==== PROVIDED MATERIAL ====

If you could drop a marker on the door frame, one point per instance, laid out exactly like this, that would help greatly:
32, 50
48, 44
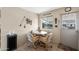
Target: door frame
61, 25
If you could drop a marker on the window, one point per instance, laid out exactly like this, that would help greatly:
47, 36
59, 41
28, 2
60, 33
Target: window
47, 22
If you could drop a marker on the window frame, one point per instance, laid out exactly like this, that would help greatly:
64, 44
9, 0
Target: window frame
51, 20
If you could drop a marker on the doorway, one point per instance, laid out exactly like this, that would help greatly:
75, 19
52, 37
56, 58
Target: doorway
69, 30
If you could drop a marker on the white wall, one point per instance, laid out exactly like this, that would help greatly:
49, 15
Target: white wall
57, 14
10, 20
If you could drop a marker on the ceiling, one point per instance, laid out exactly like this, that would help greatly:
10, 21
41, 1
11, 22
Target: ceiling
39, 9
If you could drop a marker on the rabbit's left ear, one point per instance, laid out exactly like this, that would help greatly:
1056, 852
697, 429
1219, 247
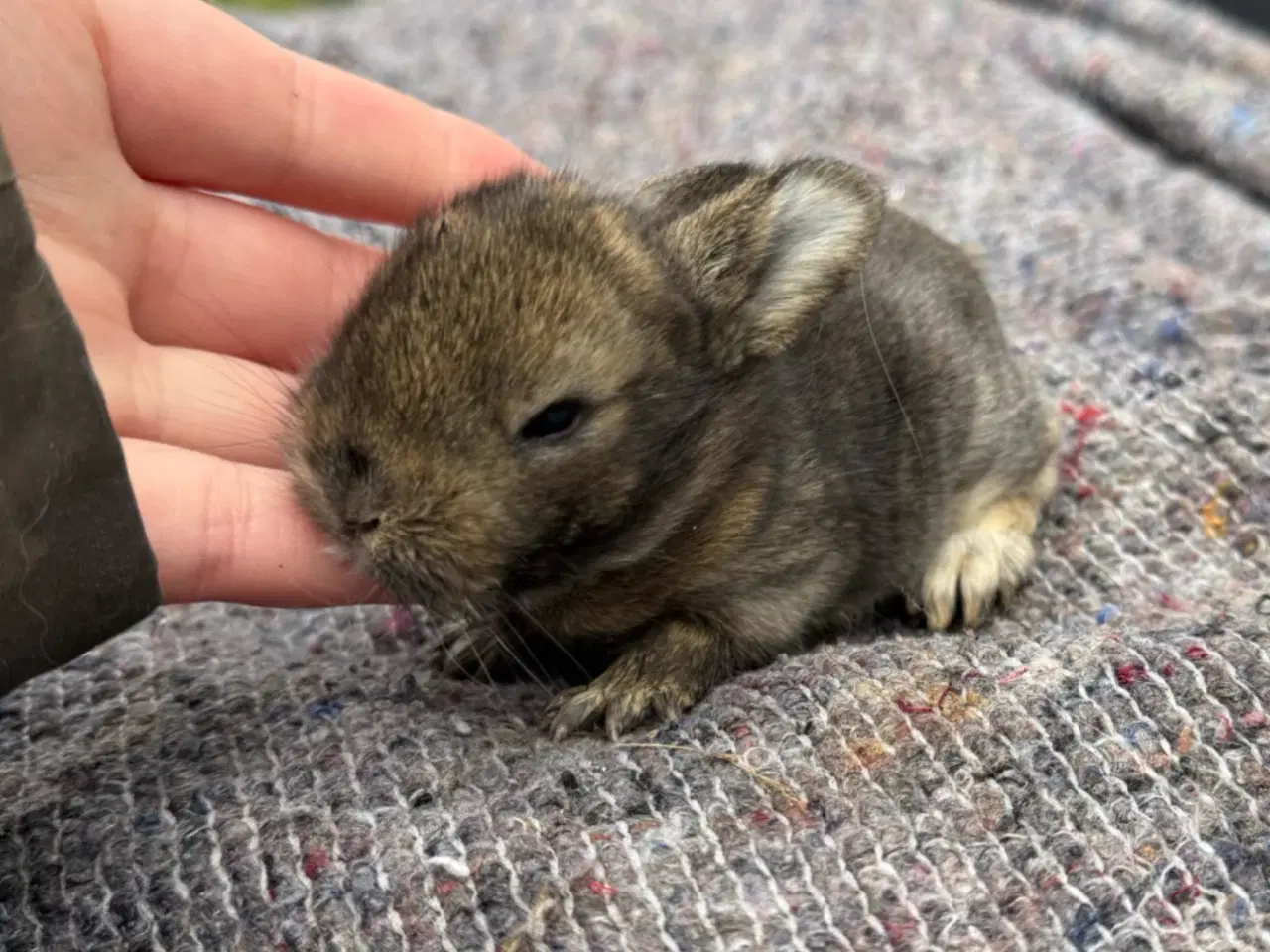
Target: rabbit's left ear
765, 249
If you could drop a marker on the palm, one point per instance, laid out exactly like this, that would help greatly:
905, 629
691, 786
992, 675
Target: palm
195, 308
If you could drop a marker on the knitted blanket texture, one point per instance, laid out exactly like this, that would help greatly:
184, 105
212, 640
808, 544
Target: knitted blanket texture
1087, 771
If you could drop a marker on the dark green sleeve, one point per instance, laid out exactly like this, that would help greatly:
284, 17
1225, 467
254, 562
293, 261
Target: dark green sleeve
75, 565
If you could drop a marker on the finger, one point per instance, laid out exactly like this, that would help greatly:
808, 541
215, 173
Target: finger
225, 532
235, 112
226, 277
195, 400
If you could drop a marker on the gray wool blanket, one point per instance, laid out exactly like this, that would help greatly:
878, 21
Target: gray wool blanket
1088, 771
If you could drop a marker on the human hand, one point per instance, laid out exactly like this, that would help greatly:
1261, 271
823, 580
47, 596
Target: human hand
121, 116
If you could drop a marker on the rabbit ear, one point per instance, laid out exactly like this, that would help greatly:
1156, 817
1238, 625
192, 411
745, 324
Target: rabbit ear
765, 249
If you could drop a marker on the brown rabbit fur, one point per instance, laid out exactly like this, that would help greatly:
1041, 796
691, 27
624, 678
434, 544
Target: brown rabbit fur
677, 431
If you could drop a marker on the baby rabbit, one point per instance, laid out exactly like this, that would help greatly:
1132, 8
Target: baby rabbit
683, 429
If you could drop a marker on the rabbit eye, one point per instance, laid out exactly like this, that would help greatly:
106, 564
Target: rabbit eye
557, 420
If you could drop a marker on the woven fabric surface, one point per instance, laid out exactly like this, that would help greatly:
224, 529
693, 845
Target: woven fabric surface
1088, 771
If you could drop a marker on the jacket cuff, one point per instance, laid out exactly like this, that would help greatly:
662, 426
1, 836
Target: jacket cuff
75, 565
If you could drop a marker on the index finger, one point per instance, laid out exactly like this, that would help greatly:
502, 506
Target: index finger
202, 100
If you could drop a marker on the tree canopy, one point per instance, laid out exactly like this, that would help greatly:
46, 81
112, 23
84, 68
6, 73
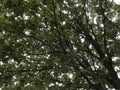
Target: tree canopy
59, 45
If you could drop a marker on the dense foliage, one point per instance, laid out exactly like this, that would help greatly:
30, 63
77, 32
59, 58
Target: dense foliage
59, 45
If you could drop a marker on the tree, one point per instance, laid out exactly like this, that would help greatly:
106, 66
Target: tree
59, 44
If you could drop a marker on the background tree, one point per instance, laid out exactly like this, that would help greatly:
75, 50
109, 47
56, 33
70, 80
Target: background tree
59, 44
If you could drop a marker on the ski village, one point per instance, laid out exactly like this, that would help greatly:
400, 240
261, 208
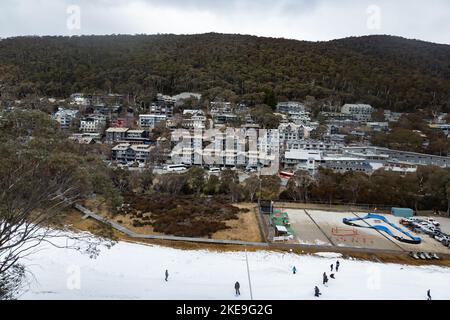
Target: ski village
336, 217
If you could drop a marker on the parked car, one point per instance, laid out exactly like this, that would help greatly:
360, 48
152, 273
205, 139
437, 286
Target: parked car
433, 222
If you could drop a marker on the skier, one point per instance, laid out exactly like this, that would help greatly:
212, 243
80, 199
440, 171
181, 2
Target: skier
237, 286
317, 293
325, 279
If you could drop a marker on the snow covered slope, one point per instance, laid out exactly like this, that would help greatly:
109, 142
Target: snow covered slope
134, 271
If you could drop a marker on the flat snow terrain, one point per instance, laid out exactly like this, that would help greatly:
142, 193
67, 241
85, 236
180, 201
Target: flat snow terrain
134, 271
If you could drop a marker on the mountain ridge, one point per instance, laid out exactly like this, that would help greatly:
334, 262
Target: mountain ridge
387, 71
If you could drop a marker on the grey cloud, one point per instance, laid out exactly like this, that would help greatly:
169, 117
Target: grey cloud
300, 19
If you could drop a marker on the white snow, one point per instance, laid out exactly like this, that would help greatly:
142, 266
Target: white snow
330, 255
135, 271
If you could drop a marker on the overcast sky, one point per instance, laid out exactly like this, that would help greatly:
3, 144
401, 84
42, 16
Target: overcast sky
295, 19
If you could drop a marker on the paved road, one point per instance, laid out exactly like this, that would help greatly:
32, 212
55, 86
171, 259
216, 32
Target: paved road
279, 246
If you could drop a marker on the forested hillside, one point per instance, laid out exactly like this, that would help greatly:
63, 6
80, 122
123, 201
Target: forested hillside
388, 72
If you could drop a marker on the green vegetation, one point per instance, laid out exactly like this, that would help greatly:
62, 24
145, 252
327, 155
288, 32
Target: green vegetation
387, 72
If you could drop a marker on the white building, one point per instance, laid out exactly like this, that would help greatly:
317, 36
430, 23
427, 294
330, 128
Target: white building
359, 112
290, 132
126, 153
65, 117
149, 121
291, 107
233, 148
194, 122
93, 123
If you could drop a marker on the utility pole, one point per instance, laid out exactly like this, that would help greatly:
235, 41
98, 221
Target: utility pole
248, 273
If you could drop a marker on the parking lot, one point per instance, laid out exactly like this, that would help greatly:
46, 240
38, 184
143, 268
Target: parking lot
326, 228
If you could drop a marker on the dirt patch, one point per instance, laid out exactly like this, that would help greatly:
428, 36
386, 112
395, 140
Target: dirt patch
178, 216
245, 228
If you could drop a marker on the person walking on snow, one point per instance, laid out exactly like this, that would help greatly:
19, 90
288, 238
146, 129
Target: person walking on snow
325, 279
237, 286
317, 293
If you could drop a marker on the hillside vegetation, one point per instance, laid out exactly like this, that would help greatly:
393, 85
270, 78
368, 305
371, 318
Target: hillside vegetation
388, 72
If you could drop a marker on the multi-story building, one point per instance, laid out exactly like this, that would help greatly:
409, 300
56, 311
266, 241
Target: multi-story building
194, 122
382, 155
390, 116
359, 112
116, 134
126, 153
444, 128
65, 117
149, 121
233, 148
93, 123
291, 107
290, 132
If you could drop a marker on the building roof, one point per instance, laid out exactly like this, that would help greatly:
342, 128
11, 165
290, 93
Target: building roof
117, 130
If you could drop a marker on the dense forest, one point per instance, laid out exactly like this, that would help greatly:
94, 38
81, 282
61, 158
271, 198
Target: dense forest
387, 72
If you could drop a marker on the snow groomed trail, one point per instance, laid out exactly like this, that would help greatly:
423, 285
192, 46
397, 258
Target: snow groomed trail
136, 271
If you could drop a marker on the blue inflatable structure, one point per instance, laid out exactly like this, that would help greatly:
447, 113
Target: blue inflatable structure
411, 239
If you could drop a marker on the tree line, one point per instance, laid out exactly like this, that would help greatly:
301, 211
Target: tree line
387, 72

====

→ GIVEN PROBLEM
Render all of the lines above as a JSON list of strings, with one string for each line and blank lines omitted. Leave the pictures out of the list.

→ TASK RESPONSE
[
  "If you could drop a marker on the door frame, one point per instance, laid out exactly like this, that would help greatly:",
  "32, 50",
  "48, 44",
  "Target: door frame",
  "61, 25",
  "If you could drop a marker on the window, one point per instance, laid out exactly like this, that would help greatly:",
  "47, 36",
  "59, 41",
  "28, 2",
  "60, 33",
  "Target: window",
  "47, 22",
  "If you could drop a marker on the window frame, one point per instance, laid out exactly like this, that would help greatly:",
  "64, 44",
  "9, 0",
  "Target: window frame",
  "51, 20",
  "If you could drop a marker on the doorway, one point per instance, laid out exactly like this, that would help greatly:",
  "75, 19",
  "52, 37",
  "56, 58",
  "Target: doorway",
  "69, 30",
  "If you could drop a marker on the white wall, one point per instance, laid out exactly like this, that would help greatly:",
  "49, 15",
  "Target: white wall",
  "57, 14",
  "10, 20",
  "If you could drop a marker on the ceiling, one point per instance, laid out exactly like this, that would help greatly:",
  "10, 21",
  "41, 1",
  "11, 22",
  "Target: ceiling",
  "39, 9",
  "If you could drop a marker on the rabbit's left ear, one point per instance, laid out exactly like this, that would help greatly:",
  "1056, 852",
  "697, 429",
  "1219, 247",
  "Target: rabbit's left ear",
  "765, 249",
  "If you could drop a marker on the palm, one point per instance, laid out exactly like this, that would help greatly:",
  "905, 629",
  "691, 786",
  "992, 675",
  "Target: palm",
  "195, 308",
  "If you could drop a marker on the knitted blanket texture, one point per instance, laid out exactly like this, that would help greatly:",
  "184, 105",
  "212, 640",
  "808, 544",
  "Target: knitted blanket texture",
  "1087, 771",
  "If you could drop a marker on the dark green sleeve, one point per instance, laid out exactly like this, that would help greatly:",
  "284, 17",
  "1225, 467",
  "254, 562",
  "293, 261",
  "Target: dark green sleeve",
  "75, 565",
  "If you could drop a marker on the finger, one point per instance, laid out exactly like this, that would help greatly:",
  "808, 541",
  "215, 173",
  "Target: finger",
  "225, 532",
  "235, 112",
  "226, 277",
  "195, 400",
  "If you could drop a marker on the gray wool blanket, one point per instance, laid out exactly like this, that would help greatly:",
  "878, 21",
  "Target: gray wool blanket",
  "1088, 771",
  "If you could drop a marker on the human hand, one point per instance, laid out exactly like this, that would help greatly:",
  "1261, 271",
  "823, 580",
  "47, 596",
  "Target: human hand",
  "121, 116",
  "If you could drop a marker on the rabbit ear, one point per instance, laid out exactly like this, that would help greatly:",
  "1156, 817",
  "1238, 625",
  "192, 411",
  "745, 324",
  "Target: rabbit ear",
  "765, 249",
  "If you could drop a marker on the brown rabbit fur, one point per instance, laid out exactly like this, that would help greatly:",
  "1041, 796",
  "691, 27",
  "624, 678",
  "434, 544",
  "Target: brown rabbit fur",
  "677, 431",
  "If you could drop a marker on the baby rabbit, one point per instance, laid out exactly like this, that would help greatly:",
  "1132, 8",
  "Target: baby rabbit",
  "683, 429",
  "If you could drop a marker on the rabbit eye, one point per instance, laid out exactly like this, that would help greatly:",
  "106, 564",
  "Target: rabbit eye",
  "557, 420",
  "If you could drop a marker on the woven fabric surface, one point per instance, laid out exactly like this, that would help greatly:",
  "224, 529",
  "693, 845",
  "Target: woven fabric surface",
  "1088, 771",
  "If you could drop a marker on the jacket cuff, one point per instance, laid out exactly like this, that would help greatly:",
  "662, 426",
  "1, 836",
  "Target: jacket cuff",
  "75, 565",
  "If you could drop a marker on the index finger, one point per instance, laid out exactly like this, that would help greatly:",
  "502, 506",
  "Target: index finger",
  "202, 100",
  "If you could drop a marker on the tree canopy, one point per instance, laid out exactly like this, that would help greatly:",
  "46, 81",
  "112, 23",
  "84, 68",
  "6, 73",
  "Target: tree canopy",
  "59, 45",
  "If you could drop a marker on the dense foliage, one point per instance, laid out exactly like this, that would help greatly:",
  "30, 63",
  "77, 32",
  "59, 58",
  "Target: dense foliage",
  "59, 45",
  "If you could drop a marker on the tree, one point per instance, laid out exactly like this, that would help greatly:",
  "106, 66",
  "Target: tree",
  "59, 44",
  "If you could drop a marker on the background tree, one point per instance, laid out exactly like this, that would help greatly:",
  "75, 50",
  "109, 47",
  "56, 33",
  "70, 80",
  "Target: background tree",
  "59, 44",
  "If you could drop a marker on the ski village, one point per instance, laid out exactly like this, that would help greatly:",
  "400, 240",
  "261, 208",
  "Target: ski village",
  "336, 217",
  "If you could drop a marker on the parked car, one point per instance, laid out exactly like this, that would help greatly:",
  "360, 48",
  "152, 273",
  "205, 139",
  "437, 286",
  "Target: parked car",
  "433, 222",
  "If you could drop a marker on the skier, one point per instance, laid out exactly like this, that would help greatly:",
  "212, 243",
  "80, 199",
  "440, 171",
  "181, 2",
  "Target: skier",
  "237, 286",
  "317, 293",
  "325, 279",
  "If you could drop a marker on the snow covered slope, one point per instance, laid out exactly like this, that would help greatly:",
  "109, 142",
  "Target: snow covered slope",
  "134, 271",
  "If you could drop a marker on the flat snow terrain, one point per instance, laid out exactly like this, that would help greatly:",
  "142, 193",
  "67, 241",
  "85, 236",
  "180, 201",
  "Target: flat snow terrain",
  "134, 271",
  "If you could drop a marker on the mountain ridge, one point per instance, laid out exactly like this, that would help greatly:",
  "334, 262",
  "Target: mountain ridge",
  "387, 71",
  "If you could drop a marker on the grey cloud, one point per instance, laid out exactly like this, that would help greatly:",
  "169, 117",
  "Target: grey cloud",
  "300, 19",
  "If you could drop a marker on the white snow, one point per instance, laid out exactly like this, that would help greatly:",
  "142, 266",
  "Target: white snow",
  "330, 255",
  "135, 271",
  "If you could drop a marker on the overcast sky, one point per instance, laid out exactly like this, that would help greatly:",
  "3, 144",
  "401, 84",
  "42, 16",
  "Target: overcast sky",
  "295, 19",
  "If you could drop a marker on the paved road, one point per instance, laid out exactly like this, that would help greatly:",
  "32, 212",
  "55, 86",
  "171, 259",
  "216, 32",
  "Target: paved road",
  "279, 246",
  "If you could drop a marker on the forested hillside, one point per instance, laid out exactly like this, that would help greatly:",
  "63, 6",
  "80, 122",
  "123, 201",
  "Target: forested hillside",
  "388, 72",
  "If you could drop a marker on the green vegetation, one point per instance, laid out exactly like this, that would help greatly:",
  "62, 24",
  "145, 252",
  "327, 155",
  "288, 32",
  "Target: green vegetation",
  "387, 72",
  "If you could drop a marker on the white building, one point per instance, laid out exactly like this, that would help greatly:",
  "317, 36",
  "430, 23",
  "427, 294",
  "330, 128",
  "Target: white building",
  "359, 112",
  "290, 132",
  "126, 153",
  "65, 117",
  "149, 121",
  "291, 107",
  "233, 148",
  "194, 122",
  "93, 123",
  "If you could drop a marker on the utility pole, one point per instance, laid out exactly like this, that would help greatly:",
  "235, 41",
  "98, 221",
  "Target: utility pole",
  "248, 273",
  "If you could drop a marker on the parking lot, one point per instance, laid out exactly like this, that would help greatly:",
  "46, 240",
  "38, 184",
  "143, 268",
  "Target: parking lot",
  "326, 228",
  "If you could drop a marker on the dirt patch, one point per instance, laid out exactly like this, that would help greatly:",
  "428, 36",
  "386, 112",
  "395, 140",
  "Target: dirt patch",
  "178, 216",
  "245, 228",
  "If you could drop a marker on the person walking on snow, one point per instance, laid out exactly like this, that would help greatly:",
  "19, 90",
  "288, 238",
  "146, 129",
  "Target: person walking on snow",
  "325, 279",
  "237, 286",
  "317, 293",
  "If you could drop a marker on the hillside vegetation, one point per instance, laid out exactly like this, that would help greatly:",
  "393, 85",
  "270, 78",
  "368, 305",
  "371, 318",
  "Target: hillside vegetation",
  "388, 72",
  "If you could drop a marker on the multi-story building, one point per instance, laid out exactly like this, that would help greatly:",
  "409, 300",
  "56, 311",
  "266, 241",
  "Target: multi-story building",
  "194, 122",
  "382, 155",
  "390, 116",
  "359, 112",
  "116, 134",
  "126, 153",
  "444, 128",
  "65, 117",
  "149, 121",
  "233, 148",
  "93, 123",
  "291, 107",
  "290, 132",
  "If you could drop a marker on the building roof, one point per instance, laid out exactly like this, that would help greatly:",
  "342, 128",
  "11, 165",
  "290, 93",
  "Target: building roof",
  "117, 130",
  "If you could drop a marker on the dense forest, one point per instance, laid out exactly like this, that would help greatly:",
  "94, 38",
  "81, 282",
  "61, 158",
  "271, 198",
  "Target: dense forest",
  "387, 72",
  "If you could drop a marker on the snow groomed trail, one point per instance, laid out exactly like this, that would help greatly:",
  "423, 285",
  "192, 46",
  "397, 258",
  "Target: snow groomed trail",
  "136, 271",
  "If you could drop a marker on the blue inflatable structure, one point per instance, laid out exactly like this, that would help greatly:",
  "447, 113",
  "Target: blue inflatable structure",
  "411, 239",
  "If you could drop a marker on the tree line, one point per instance, laid out exactly like this, that would help greatly:",
  "301, 211",
  "Target: tree line",
  "387, 72"
]